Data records
*****

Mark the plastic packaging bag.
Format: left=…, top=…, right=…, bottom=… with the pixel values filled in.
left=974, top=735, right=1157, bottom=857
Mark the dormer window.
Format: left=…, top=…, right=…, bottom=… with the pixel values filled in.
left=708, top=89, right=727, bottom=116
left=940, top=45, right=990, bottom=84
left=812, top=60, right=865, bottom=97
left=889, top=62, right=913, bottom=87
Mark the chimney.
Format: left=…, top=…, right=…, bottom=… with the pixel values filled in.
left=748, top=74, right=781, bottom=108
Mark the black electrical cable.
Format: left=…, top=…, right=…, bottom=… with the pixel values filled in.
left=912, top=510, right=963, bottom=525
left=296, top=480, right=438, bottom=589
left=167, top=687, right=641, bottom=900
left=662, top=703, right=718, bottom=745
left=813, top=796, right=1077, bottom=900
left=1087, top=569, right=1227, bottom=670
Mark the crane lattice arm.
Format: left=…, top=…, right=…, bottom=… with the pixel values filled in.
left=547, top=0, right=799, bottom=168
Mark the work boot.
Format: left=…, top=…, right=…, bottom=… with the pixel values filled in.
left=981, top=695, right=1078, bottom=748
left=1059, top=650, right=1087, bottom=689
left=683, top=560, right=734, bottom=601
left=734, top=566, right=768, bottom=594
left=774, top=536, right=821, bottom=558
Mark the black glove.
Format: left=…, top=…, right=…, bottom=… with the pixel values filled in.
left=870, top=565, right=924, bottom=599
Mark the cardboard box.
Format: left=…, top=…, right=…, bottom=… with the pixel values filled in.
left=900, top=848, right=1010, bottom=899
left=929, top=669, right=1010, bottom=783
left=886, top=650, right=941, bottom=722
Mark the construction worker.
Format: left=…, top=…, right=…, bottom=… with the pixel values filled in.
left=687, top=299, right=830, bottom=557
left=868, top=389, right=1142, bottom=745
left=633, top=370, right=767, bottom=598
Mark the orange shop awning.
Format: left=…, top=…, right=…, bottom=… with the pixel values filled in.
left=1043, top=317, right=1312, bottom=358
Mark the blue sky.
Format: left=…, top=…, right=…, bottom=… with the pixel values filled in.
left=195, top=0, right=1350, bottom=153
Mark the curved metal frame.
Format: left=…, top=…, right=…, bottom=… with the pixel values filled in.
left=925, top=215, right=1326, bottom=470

*****

[Work item] Reproduce the records above exactly, starting with the line that contains "Mark the curved metal frame." and ending with the last line.

[Solution to this problem]
Mark the curved metal frame.
Format: left=…, top=…, right=…, bottom=… with the pixel values filled in.
left=925, top=215, right=1326, bottom=470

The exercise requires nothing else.